Provided records -
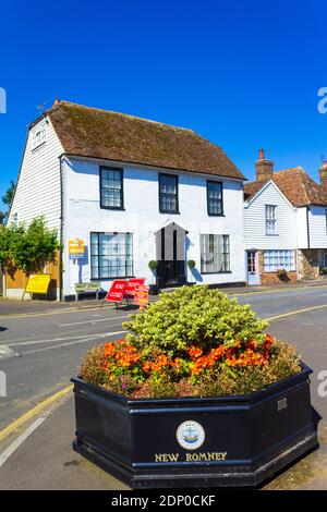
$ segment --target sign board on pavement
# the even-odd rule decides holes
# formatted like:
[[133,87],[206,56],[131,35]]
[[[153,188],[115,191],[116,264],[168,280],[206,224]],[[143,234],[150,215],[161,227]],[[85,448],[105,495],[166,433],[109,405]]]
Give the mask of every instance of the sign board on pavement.
[[50,273],[32,273],[27,280],[22,300],[24,298],[25,293],[39,293],[41,295],[47,295],[50,281]]

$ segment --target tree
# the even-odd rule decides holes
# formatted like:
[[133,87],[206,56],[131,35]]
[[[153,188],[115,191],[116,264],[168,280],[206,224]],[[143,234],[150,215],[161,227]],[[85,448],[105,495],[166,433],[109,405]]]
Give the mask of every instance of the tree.
[[10,180],[9,188],[7,190],[5,194],[1,197],[2,203],[4,203],[4,205],[7,205],[9,208],[13,199],[15,186],[16,186],[15,183],[12,180]]
[[49,230],[43,217],[36,217],[28,227],[9,225],[0,231],[0,265],[26,272],[41,271],[53,261],[60,248],[56,230]]

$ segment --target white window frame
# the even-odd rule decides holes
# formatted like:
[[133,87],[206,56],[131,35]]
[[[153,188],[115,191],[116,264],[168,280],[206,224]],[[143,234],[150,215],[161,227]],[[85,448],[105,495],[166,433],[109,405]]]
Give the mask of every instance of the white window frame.
[[39,122],[32,131],[32,150],[47,142],[47,122]]
[[295,255],[293,249],[264,251],[264,271],[277,272],[284,269],[289,272],[295,270]]
[[229,234],[201,234],[201,273],[230,273]]
[[265,205],[266,234],[277,234],[277,206]]

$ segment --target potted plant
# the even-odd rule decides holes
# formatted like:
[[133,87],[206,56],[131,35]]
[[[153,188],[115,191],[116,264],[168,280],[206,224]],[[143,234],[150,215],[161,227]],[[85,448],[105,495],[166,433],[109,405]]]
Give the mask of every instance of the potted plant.
[[255,486],[317,446],[308,375],[250,306],[183,287],[88,351],[74,450],[133,488]]
[[[149,263],[148,263],[148,268],[150,269],[150,271],[153,272],[153,275],[155,276],[155,272],[158,268],[158,261],[156,261],[155,259],[152,259]],[[150,295],[158,295],[158,287],[157,284],[150,284],[149,285],[149,289],[148,289],[148,293]]]

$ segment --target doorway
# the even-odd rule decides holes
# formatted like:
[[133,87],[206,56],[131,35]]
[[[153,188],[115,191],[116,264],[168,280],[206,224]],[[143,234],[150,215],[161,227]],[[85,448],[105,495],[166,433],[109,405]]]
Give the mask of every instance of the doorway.
[[261,284],[258,252],[256,249],[246,251],[246,282],[250,287]]

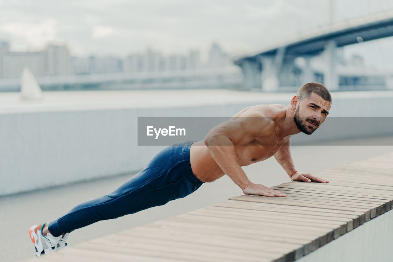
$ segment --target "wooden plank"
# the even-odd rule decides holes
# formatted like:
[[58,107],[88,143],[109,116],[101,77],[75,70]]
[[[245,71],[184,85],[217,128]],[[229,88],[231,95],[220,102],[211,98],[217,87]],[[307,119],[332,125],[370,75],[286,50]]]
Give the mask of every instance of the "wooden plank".
[[[259,222],[266,222],[274,223],[277,224],[279,226],[280,224],[283,224],[284,225],[288,225],[288,223],[293,224],[299,224],[300,223],[301,224],[306,224],[305,220],[296,219],[292,220],[289,219],[285,219],[284,217],[279,216],[272,216],[272,217],[266,217],[266,216],[246,216],[244,215],[235,215],[233,214],[228,214],[224,213],[217,214],[215,213],[209,212],[202,212],[200,211],[193,211],[187,213],[187,214],[194,216],[202,216],[208,217],[215,217],[222,218],[232,218],[234,219],[238,219],[246,221],[248,223],[248,221],[257,221]],[[321,222],[315,222],[312,221],[311,220],[307,220],[307,227],[321,227],[332,230],[334,232],[334,238],[337,238],[342,234],[343,234],[347,232],[347,225],[343,223],[340,224],[327,224],[322,223]],[[291,226],[292,226],[292,225]]]
[[303,197],[316,197],[317,199],[325,199],[329,200],[340,200],[345,201],[348,203],[366,203],[372,204],[377,205],[378,206],[380,206],[381,208],[377,210],[376,212],[376,216],[379,216],[381,214],[383,214],[386,211],[388,211],[391,208],[391,202],[390,200],[388,200],[386,202],[385,201],[381,201],[380,199],[373,199],[370,198],[365,198],[361,197],[346,196],[343,196],[338,195],[336,194],[321,194],[320,193],[315,193],[309,192],[305,192],[301,190],[283,190],[283,188],[280,188],[273,187],[273,189],[276,189],[279,190],[282,193],[285,193],[288,196],[301,196]]
[[[101,240],[89,241],[85,243],[83,248],[121,254],[145,253],[147,256],[154,255],[158,257],[189,261],[195,260],[196,256],[200,261],[218,260],[236,261],[239,259],[246,259],[255,261],[258,261],[260,258],[257,256],[258,253],[259,256],[261,255],[260,253],[242,252],[241,250],[233,248],[215,247],[208,250],[207,245],[193,244],[180,242],[174,243],[165,240],[147,238],[144,237],[147,236],[145,234],[138,234],[136,232],[135,234],[136,236],[120,234],[110,235],[102,238],[103,240],[105,240],[105,242],[100,241]],[[242,257],[243,258],[242,258]]]
[[[187,221],[178,220],[177,217],[174,219],[166,220],[164,221],[155,222],[166,226],[183,227],[186,228],[207,229],[215,231],[228,231],[232,232],[243,232],[244,234],[250,235],[263,234],[267,236],[276,236],[280,237],[291,238],[294,239],[301,239],[309,240],[312,242],[313,250],[325,245],[333,239],[332,231],[321,236],[321,232],[299,230],[296,229],[283,229],[279,228],[271,228],[269,227],[263,227],[260,225],[239,225],[239,223],[230,223],[228,222],[220,223],[217,221],[212,223],[206,222],[200,220],[196,221]],[[177,218],[177,219],[176,219]],[[191,222],[191,223],[190,223]]]
[[354,228],[357,227],[359,225],[364,223],[365,217],[365,215],[363,212],[346,211],[341,210],[326,209],[320,208],[316,208],[289,205],[277,205],[273,204],[257,203],[252,202],[244,203],[234,200],[228,200],[225,202],[216,204],[213,206],[288,213],[301,212],[303,214],[325,216],[327,217],[351,218],[353,220]]
[[218,219],[215,218],[204,218],[199,217],[197,218],[192,216],[180,215],[175,217],[170,218],[165,220],[178,223],[183,223],[195,225],[199,224],[206,226],[208,225],[214,225],[218,227],[226,227],[228,230],[232,228],[237,227],[250,229],[253,229],[255,231],[259,231],[260,233],[264,233],[265,231],[272,232],[285,231],[293,234],[309,235],[316,238],[320,239],[320,244],[324,245],[332,240],[334,238],[333,231],[332,230],[318,228],[307,227],[305,226],[297,225],[296,228],[292,226],[278,226],[273,223],[260,223],[248,221],[246,223],[237,220],[228,219]]
[[329,183],[272,188],[285,197],[231,197],[42,259],[292,262],[393,208],[392,159],[340,165],[318,174]]
[[[266,254],[265,257],[273,259],[277,257],[277,254],[283,255],[288,250],[299,250],[299,254],[295,257],[300,258],[303,254],[303,245],[298,244],[279,243],[213,234],[206,234],[196,231],[178,230],[171,231],[141,227],[119,234],[134,238],[136,241],[141,239],[152,244],[157,240],[163,241],[165,242],[164,245],[167,246],[174,245],[178,248],[192,249],[197,253],[203,252],[209,257],[211,256],[209,255],[211,252],[224,253],[231,257],[233,257],[233,255],[239,257],[242,256],[244,259],[260,258],[264,254]],[[221,257],[224,258],[222,256]]]
[[[152,231],[158,231],[162,232],[164,236],[163,237],[166,237],[168,235],[177,236],[178,232],[197,232],[198,234],[203,234],[206,236],[210,236],[214,234],[217,236],[220,236],[224,237],[230,237],[230,238],[246,238],[247,240],[257,240],[260,241],[268,241],[270,242],[277,242],[280,243],[288,243],[290,244],[296,244],[302,245],[304,247],[305,252],[308,254],[312,251],[312,245],[311,242],[308,240],[292,239],[286,237],[286,236],[268,236],[265,234],[250,234],[246,232],[241,231],[240,232],[233,232],[233,231],[229,231],[226,230],[220,230],[219,229],[217,230],[212,230],[210,228],[198,228],[195,229],[192,227],[188,227],[185,226],[179,226],[178,225],[168,225],[165,223],[160,224],[152,223],[147,225],[143,227],[136,228],[133,229],[132,231],[127,231],[122,232],[120,234],[133,234],[134,230],[138,230],[140,229],[143,229],[144,230],[149,230]],[[190,240],[187,240],[186,241],[191,241]]]
[[[146,256],[138,256],[129,254],[124,255],[117,253],[108,253],[101,250],[89,250],[80,249],[83,243],[72,248],[68,248],[65,250],[61,250],[55,253],[46,254],[40,257],[39,260],[53,262],[107,262],[108,261],[136,261],[141,262],[164,262],[173,261],[174,260],[166,259],[163,258],[149,257]],[[174,260],[176,260],[175,259]],[[179,261],[177,260],[177,261]],[[213,261],[212,260],[210,260]],[[37,262],[37,258],[31,260],[31,262]]]
[[[287,214],[288,213],[278,213],[275,212],[264,212],[262,211],[257,211],[256,212],[248,212],[245,211],[245,209],[238,209],[237,210],[225,210],[222,209],[210,209],[208,208],[204,208],[202,210],[196,210],[187,214],[193,214],[194,212],[197,212],[198,214],[201,214],[203,215],[208,216],[208,214],[215,214],[215,216],[218,215],[219,214],[231,215],[233,216],[237,216],[239,217],[244,218],[244,217],[250,217],[251,218],[263,218],[271,219],[274,219],[276,220],[283,221],[285,223],[288,223],[288,221],[294,222],[303,222],[307,221],[307,224],[312,226],[314,223],[319,225],[322,225],[322,227],[325,227],[323,225],[333,225],[334,226],[339,226],[341,227],[341,234],[343,234],[348,231],[348,220],[346,220],[345,221],[338,221],[334,220],[328,220],[325,219],[325,218],[322,216],[318,217],[316,218],[312,217],[312,216],[303,216],[301,217],[296,216],[289,216],[285,215]],[[351,220],[351,222],[353,223],[353,221]],[[310,224],[309,223],[312,223]],[[327,227],[327,226],[326,227]]]
[[[264,229],[263,231],[256,230],[254,227],[228,227],[227,225],[211,225],[209,223],[187,224],[185,223],[178,222],[166,220],[158,221],[151,224],[152,226],[160,226],[165,228],[181,228],[184,231],[204,231],[208,230],[215,233],[222,234],[223,232],[238,233],[243,234],[250,237],[257,237],[263,235],[269,238],[284,238],[298,241],[299,242],[305,241],[311,244],[311,251],[315,250],[319,247],[326,244],[327,242],[327,236],[320,238],[319,233],[309,232],[294,231],[293,230],[276,230],[268,228]],[[316,238],[315,237],[318,237]],[[307,247],[305,246],[305,249]]]
[[289,183],[283,183],[276,186],[277,187],[288,187],[290,188],[305,189],[309,190],[317,190],[321,192],[329,192],[351,193],[359,195],[369,195],[374,196],[379,196],[382,197],[393,198],[393,192],[387,192],[386,190],[378,189],[367,189],[367,188],[358,188],[349,186],[340,186],[339,185],[322,185],[317,183],[306,183],[305,182],[292,181]]
[[[253,210],[251,209],[240,208],[228,208],[222,207],[213,206],[206,207],[199,210],[203,210],[206,212],[228,212],[234,214],[242,215],[244,216],[255,216],[259,214],[263,214],[268,217],[273,217],[273,216],[278,216],[280,218],[285,217],[288,219],[294,219],[297,220],[299,219],[307,220],[307,221],[320,221],[326,223],[333,223],[337,225],[342,224],[346,224],[347,227],[347,232],[351,231],[353,229],[353,220],[350,218],[338,218],[336,216],[324,216],[323,214],[309,214],[309,212],[305,211],[305,213],[299,213],[298,211],[296,212],[285,212],[280,211],[270,211],[264,210]],[[291,211],[294,211],[290,210]],[[198,211],[198,210],[197,210]]]
[[[285,191],[285,190],[283,190]],[[310,201],[318,201],[320,203],[327,203],[337,204],[340,207],[361,207],[369,208],[371,212],[371,217],[375,218],[381,214],[381,208],[383,207],[384,210],[386,209],[386,203],[381,204],[373,203],[371,201],[366,202],[353,199],[346,199],[336,198],[332,196],[326,197],[321,196],[312,196],[305,194],[296,194],[291,193],[290,191],[286,194],[285,199],[297,200],[309,200]]]
[[[300,200],[285,199],[284,198],[275,197],[274,199],[272,197],[263,197],[253,195],[240,196],[229,199],[231,200],[238,201],[247,201],[249,202],[255,202],[260,203],[274,203],[276,205],[290,205],[298,206],[300,207],[315,207],[320,208],[323,207],[323,208],[334,210],[343,210],[344,211],[360,211],[364,212],[365,215],[365,221],[368,221],[371,218],[371,210],[367,208],[361,208],[359,207],[349,207],[340,206],[334,205],[329,205],[324,203],[318,203],[310,201]],[[322,206],[322,205],[323,205]]]

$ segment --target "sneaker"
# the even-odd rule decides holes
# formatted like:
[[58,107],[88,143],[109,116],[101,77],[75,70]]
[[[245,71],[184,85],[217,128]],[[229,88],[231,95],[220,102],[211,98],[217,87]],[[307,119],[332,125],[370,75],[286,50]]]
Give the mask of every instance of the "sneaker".
[[39,225],[33,225],[29,229],[31,242],[35,247],[35,255],[39,257],[42,254],[48,254],[56,251],[61,236],[53,236],[50,233],[46,236],[42,234],[42,229],[45,224]]
[[62,249],[67,247],[67,242],[68,241],[69,233],[66,233],[64,236],[60,238],[57,244],[57,249]]

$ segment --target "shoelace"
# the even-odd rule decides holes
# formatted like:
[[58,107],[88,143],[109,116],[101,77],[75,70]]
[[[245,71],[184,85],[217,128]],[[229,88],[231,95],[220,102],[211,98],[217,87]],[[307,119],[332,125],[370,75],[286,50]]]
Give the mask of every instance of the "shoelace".
[[51,253],[52,252],[56,252],[56,249],[57,247],[57,244],[54,244],[52,243],[50,241],[48,241],[47,243],[48,244],[51,248],[45,250],[45,254],[47,253]]
[[57,245],[58,249],[65,248],[67,247],[67,242],[68,241],[68,233],[64,235],[64,236],[60,238]]

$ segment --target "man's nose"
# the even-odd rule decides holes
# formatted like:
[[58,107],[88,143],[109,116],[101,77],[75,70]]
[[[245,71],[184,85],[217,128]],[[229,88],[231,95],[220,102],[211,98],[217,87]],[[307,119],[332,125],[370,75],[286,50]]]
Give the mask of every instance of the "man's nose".
[[312,116],[312,118],[317,121],[319,121],[319,120],[321,119],[321,112],[318,112],[316,113],[314,115]]

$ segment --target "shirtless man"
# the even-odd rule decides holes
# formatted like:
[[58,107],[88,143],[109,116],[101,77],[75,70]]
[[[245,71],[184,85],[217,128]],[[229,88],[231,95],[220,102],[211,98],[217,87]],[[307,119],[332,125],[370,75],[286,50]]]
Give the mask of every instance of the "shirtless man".
[[310,135],[325,121],[331,97],[322,84],[307,83],[287,106],[261,105],[245,108],[210,130],[203,141],[167,147],[139,173],[107,195],[81,204],[49,224],[31,227],[36,255],[66,245],[71,231],[184,197],[207,182],[226,174],[245,194],[285,197],[247,178],[241,167],[274,156],[293,181],[328,181],[296,170],[289,138]]

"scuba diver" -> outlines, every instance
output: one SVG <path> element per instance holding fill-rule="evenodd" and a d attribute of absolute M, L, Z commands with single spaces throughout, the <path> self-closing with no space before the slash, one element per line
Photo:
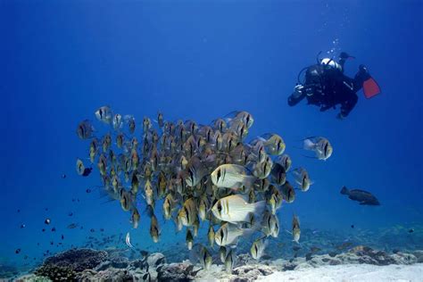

The problem - Please gather every line of the records above that contains the word "Give", matching its case exactly.

Exercise response -
Give the mask of every instance of the sign board on pavement.
Give the mask of every instance of the tree.
Give the mask of every instance of the white window frame.
Give the mask of every instance of the potted plant.
Give the mask of every instance of the doorway.
Give the mask of every instance of the "wooden plank".
Give the mask of every instance of the "sneaker".
Give the mask of every instance of the "shoelace".
Give the mask of every instance of the "man's nose".
Give the mask of every instance of the "shirtless man".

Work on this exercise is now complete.